DIRECTIVE> Rewrite only the rows from the line containing "the red roof" through the line containing "left=414, top=356, right=613, bottom=396", swapping "chain link fence" for "wire mesh fence" and leaving everything else unchanged.

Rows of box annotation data

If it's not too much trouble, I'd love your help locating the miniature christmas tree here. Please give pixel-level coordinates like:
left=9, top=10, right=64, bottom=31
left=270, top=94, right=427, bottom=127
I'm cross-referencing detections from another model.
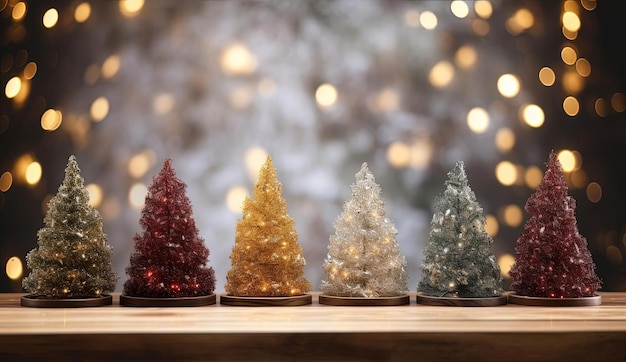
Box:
left=124, top=159, right=215, bottom=298
left=321, top=163, right=408, bottom=298
left=510, top=152, right=600, bottom=298
left=222, top=157, right=311, bottom=299
left=22, top=156, right=118, bottom=304
left=418, top=161, right=502, bottom=298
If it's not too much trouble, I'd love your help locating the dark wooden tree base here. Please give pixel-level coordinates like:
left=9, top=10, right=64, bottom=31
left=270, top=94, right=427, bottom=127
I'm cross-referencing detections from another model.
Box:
left=220, top=294, right=313, bottom=307
left=20, top=294, right=113, bottom=308
left=319, top=294, right=411, bottom=306
left=509, top=293, right=602, bottom=307
left=417, top=293, right=507, bottom=307
left=120, top=294, right=217, bottom=307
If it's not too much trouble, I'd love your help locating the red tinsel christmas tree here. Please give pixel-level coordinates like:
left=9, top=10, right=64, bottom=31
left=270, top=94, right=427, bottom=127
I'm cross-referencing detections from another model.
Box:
left=124, top=159, right=215, bottom=298
left=510, top=151, right=600, bottom=298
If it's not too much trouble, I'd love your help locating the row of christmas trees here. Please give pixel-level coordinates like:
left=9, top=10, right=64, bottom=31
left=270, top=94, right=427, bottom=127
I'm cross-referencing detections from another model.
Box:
left=22, top=152, right=600, bottom=307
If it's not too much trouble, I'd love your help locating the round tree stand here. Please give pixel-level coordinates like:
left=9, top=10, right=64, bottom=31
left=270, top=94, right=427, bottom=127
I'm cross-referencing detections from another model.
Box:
left=20, top=294, right=113, bottom=308
left=319, top=294, right=411, bottom=306
left=417, top=293, right=507, bottom=307
left=509, top=293, right=602, bottom=307
left=220, top=294, right=313, bottom=307
left=120, top=294, right=217, bottom=307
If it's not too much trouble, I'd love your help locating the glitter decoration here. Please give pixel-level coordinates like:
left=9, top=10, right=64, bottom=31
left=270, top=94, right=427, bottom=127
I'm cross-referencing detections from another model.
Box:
left=22, top=155, right=118, bottom=298
left=509, top=151, right=600, bottom=298
left=320, top=163, right=408, bottom=298
left=224, top=157, right=311, bottom=297
left=417, top=161, right=502, bottom=298
left=124, top=159, right=215, bottom=298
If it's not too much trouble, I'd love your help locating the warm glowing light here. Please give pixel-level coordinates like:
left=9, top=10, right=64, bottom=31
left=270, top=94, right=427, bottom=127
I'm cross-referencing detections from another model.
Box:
left=102, top=54, right=121, bottom=79
left=41, top=108, right=63, bottom=131
left=85, top=184, right=103, bottom=207
left=428, top=60, right=454, bottom=88
left=43, top=8, right=59, bottom=29
left=89, top=97, right=109, bottom=122
left=119, top=0, right=144, bottom=18
left=497, top=74, right=520, bottom=98
left=6, top=256, right=24, bottom=280
left=454, top=45, right=478, bottom=69
left=4, top=77, right=22, bottom=99
left=496, top=161, right=517, bottom=186
left=467, top=107, right=489, bottom=133
left=521, top=104, right=545, bottom=128
left=495, top=127, right=515, bottom=153
left=587, top=182, right=602, bottom=203
left=315, top=83, right=337, bottom=108
left=539, top=67, right=556, bottom=87
left=74, top=3, right=91, bottom=23
left=450, top=0, right=469, bottom=19
left=420, top=11, right=437, bottom=30
left=563, top=96, right=580, bottom=117
left=24, top=161, right=41, bottom=185
left=226, top=186, right=248, bottom=213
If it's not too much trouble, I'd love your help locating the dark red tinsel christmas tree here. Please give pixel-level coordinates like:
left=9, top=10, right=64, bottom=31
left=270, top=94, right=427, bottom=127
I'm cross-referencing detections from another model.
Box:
left=124, top=159, right=215, bottom=298
left=510, top=151, right=600, bottom=298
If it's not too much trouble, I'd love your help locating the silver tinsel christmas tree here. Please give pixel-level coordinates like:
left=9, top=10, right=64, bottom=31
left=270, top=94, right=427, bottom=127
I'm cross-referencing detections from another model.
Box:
left=321, top=163, right=408, bottom=298
left=417, top=161, right=502, bottom=298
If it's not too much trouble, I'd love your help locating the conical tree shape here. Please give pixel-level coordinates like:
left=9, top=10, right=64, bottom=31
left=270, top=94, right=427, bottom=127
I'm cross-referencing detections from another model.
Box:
left=124, top=159, right=215, bottom=298
left=225, top=157, right=311, bottom=297
left=321, top=163, right=408, bottom=298
left=417, top=161, right=502, bottom=298
left=22, top=156, right=118, bottom=298
left=509, top=152, right=600, bottom=298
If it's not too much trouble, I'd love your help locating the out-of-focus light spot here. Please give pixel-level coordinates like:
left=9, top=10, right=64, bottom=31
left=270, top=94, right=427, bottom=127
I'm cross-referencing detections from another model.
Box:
left=428, top=60, right=454, bottom=88
left=474, top=0, right=493, bottom=19
left=587, top=182, right=602, bottom=203
left=611, top=93, right=626, bottom=113
left=220, top=43, right=257, bottom=75
left=102, top=54, right=121, bottom=79
left=43, top=8, right=59, bottom=29
left=119, top=0, right=144, bottom=18
left=387, top=141, right=411, bottom=168
left=0, top=171, right=13, bottom=192
left=6, top=256, right=24, bottom=280
left=450, top=0, right=469, bottom=19
left=152, top=93, right=175, bottom=115
left=521, top=104, right=545, bottom=128
left=497, top=74, right=520, bottom=98
left=495, top=127, right=515, bottom=153
left=89, top=97, right=109, bottom=122
left=593, top=98, right=609, bottom=118
left=315, top=83, right=338, bottom=108
left=420, top=11, right=437, bottom=30
left=467, top=107, right=489, bottom=133
left=244, top=147, right=268, bottom=180
left=524, top=166, right=543, bottom=190
left=41, top=108, right=63, bottom=131
left=563, top=96, right=580, bottom=117
left=85, top=184, right=103, bottom=207
left=454, top=45, right=478, bottom=69
left=24, top=161, right=41, bottom=185
left=11, top=1, right=26, bottom=21
left=226, top=186, right=248, bottom=213
left=74, top=2, right=91, bottom=23
left=128, top=183, right=148, bottom=209
left=485, top=214, right=500, bottom=238
left=561, top=46, right=578, bottom=65
left=496, top=161, right=517, bottom=186
left=4, top=77, right=22, bottom=99
left=498, top=254, right=515, bottom=279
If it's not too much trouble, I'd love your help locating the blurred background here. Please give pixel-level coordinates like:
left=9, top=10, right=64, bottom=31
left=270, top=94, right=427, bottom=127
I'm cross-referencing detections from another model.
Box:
left=0, top=0, right=626, bottom=292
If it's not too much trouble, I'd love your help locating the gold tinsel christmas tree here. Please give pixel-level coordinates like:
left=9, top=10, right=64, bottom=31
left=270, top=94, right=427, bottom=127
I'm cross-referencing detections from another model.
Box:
left=225, top=157, right=311, bottom=297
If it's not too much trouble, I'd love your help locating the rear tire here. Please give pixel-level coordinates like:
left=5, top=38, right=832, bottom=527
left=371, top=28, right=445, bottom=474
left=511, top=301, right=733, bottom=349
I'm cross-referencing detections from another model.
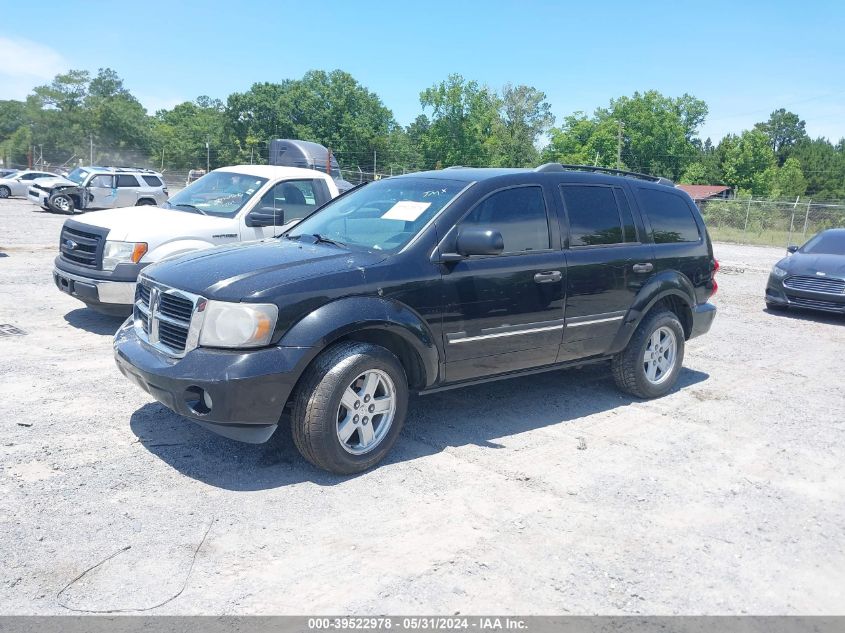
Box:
left=291, top=341, right=408, bottom=475
left=611, top=311, right=684, bottom=399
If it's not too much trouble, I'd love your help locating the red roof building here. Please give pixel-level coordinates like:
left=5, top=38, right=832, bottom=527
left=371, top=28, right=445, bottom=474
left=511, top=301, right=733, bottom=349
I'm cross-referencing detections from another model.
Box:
left=675, top=185, right=731, bottom=202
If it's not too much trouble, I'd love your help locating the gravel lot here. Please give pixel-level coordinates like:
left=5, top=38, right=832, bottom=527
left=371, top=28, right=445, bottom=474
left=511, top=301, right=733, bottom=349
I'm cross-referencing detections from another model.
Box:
left=0, top=200, right=845, bottom=614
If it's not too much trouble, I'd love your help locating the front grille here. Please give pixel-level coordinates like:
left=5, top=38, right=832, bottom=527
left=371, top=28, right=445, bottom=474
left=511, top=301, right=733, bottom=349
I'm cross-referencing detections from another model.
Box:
left=783, top=275, right=845, bottom=295
left=134, top=278, right=205, bottom=356
left=59, top=223, right=103, bottom=268
left=786, top=295, right=845, bottom=312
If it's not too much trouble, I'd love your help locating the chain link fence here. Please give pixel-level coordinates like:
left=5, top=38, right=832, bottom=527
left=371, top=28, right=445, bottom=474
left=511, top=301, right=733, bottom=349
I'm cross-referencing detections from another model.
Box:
left=699, top=198, right=845, bottom=246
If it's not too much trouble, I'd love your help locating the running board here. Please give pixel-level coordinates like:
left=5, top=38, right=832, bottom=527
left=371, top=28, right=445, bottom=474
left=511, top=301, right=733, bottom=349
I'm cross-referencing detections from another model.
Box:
left=414, top=356, right=613, bottom=396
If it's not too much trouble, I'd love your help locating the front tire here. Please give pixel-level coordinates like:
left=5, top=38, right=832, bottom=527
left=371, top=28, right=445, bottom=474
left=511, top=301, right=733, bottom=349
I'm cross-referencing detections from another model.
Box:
left=611, top=311, right=684, bottom=399
left=48, top=193, right=76, bottom=215
left=291, top=341, right=408, bottom=475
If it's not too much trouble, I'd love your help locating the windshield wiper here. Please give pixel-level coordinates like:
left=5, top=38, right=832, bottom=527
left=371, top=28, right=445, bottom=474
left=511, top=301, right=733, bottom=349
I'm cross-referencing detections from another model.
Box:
left=170, top=203, right=208, bottom=215
left=311, top=233, right=346, bottom=248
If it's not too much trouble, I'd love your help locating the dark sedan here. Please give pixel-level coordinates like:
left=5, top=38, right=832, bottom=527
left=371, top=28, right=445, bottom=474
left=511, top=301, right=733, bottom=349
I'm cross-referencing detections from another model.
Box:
left=766, top=229, right=845, bottom=314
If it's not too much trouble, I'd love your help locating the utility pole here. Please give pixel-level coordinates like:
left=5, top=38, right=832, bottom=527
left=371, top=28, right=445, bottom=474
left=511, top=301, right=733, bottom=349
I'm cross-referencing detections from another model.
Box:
left=616, top=121, right=625, bottom=169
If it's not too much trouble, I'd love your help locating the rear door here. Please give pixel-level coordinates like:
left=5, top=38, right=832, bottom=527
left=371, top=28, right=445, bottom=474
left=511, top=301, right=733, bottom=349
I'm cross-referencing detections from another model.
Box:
left=441, top=185, right=565, bottom=382
left=558, top=184, right=654, bottom=361
left=115, top=174, right=141, bottom=207
left=86, top=174, right=117, bottom=209
left=636, top=187, right=711, bottom=298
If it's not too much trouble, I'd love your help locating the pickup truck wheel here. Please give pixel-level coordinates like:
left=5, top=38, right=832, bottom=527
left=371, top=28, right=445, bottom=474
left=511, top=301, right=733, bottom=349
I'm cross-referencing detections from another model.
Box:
left=291, top=341, right=408, bottom=475
left=611, top=311, right=684, bottom=398
left=48, top=193, right=74, bottom=214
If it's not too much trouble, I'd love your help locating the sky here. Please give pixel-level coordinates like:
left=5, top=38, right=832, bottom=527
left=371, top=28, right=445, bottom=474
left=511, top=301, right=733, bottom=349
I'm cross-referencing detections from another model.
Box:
left=0, top=0, right=845, bottom=142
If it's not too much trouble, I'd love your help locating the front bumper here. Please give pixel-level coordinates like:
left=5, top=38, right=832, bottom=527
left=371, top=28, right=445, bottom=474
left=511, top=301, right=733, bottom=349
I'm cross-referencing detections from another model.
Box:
left=53, top=268, right=135, bottom=306
left=766, top=275, right=845, bottom=314
left=114, top=319, right=311, bottom=444
left=689, top=303, right=716, bottom=338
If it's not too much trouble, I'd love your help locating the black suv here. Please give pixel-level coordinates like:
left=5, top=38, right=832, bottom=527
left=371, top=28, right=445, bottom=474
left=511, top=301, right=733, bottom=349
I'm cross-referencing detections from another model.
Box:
left=114, top=164, right=718, bottom=474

RESULT FOR THIS TASK>
If it's not too much trouble, I'd love your help locating the red roof building here. Please give pixel-level coordinates like:
left=5, top=38, right=832, bottom=527
left=371, top=28, right=445, bottom=474
left=511, top=301, right=733, bottom=349
I'm cross-referencing detections from another model.
Box:
left=675, top=185, right=731, bottom=202
If it's not too much trouble, I'd love your help locating the gravel lot here. Please give pixel-level coordinates like:
left=5, top=38, right=832, bottom=527
left=371, top=28, right=445, bottom=474
left=511, top=301, right=733, bottom=349
I'm cross-referencing detections from another model.
Box:
left=0, top=200, right=845, bottom=614
If it's not too much trouble, I'd love your help locating the front grille here. Please give pixel-level coordinates like:
left=5, top=38, right=832, bottom=527
left=371, top=28, right=445, bottom=474
left=511, top=301, right=733, bottom=349
I'm cross-referencing detections from another model.
Box:
left=783, top=275, right=845, bottom=295
left=134, top=278, right=205, bottom=356
left=59, top=223, right=103, bottom=268
left=786, top=295, right=845, bottom=312
If it's not too much trouble, I'd love your help locating the wire mesh fence here. Please give pixel-level coordinates like:
left=5, top=38, right=832, bottom=527
left=371, top=28, right=445, bottom=474
left=511, top=301, right=733, bottom=349
I'm cross-referencing detections from another model.
Box:
left=699, top=198, right=845, bottom=246
If it's not too much trouble, I'd love your help locating the running board here. Please give pixel-level coordinates like:
left=5, top=38, right=832, bottom=527
left=371, top=28, right=445, bottom=474
left=511, top=301, right=733, bottom=349
I'm cross-referencing detections from another model.
Box:
left=414, top=356, right=613, bottom=396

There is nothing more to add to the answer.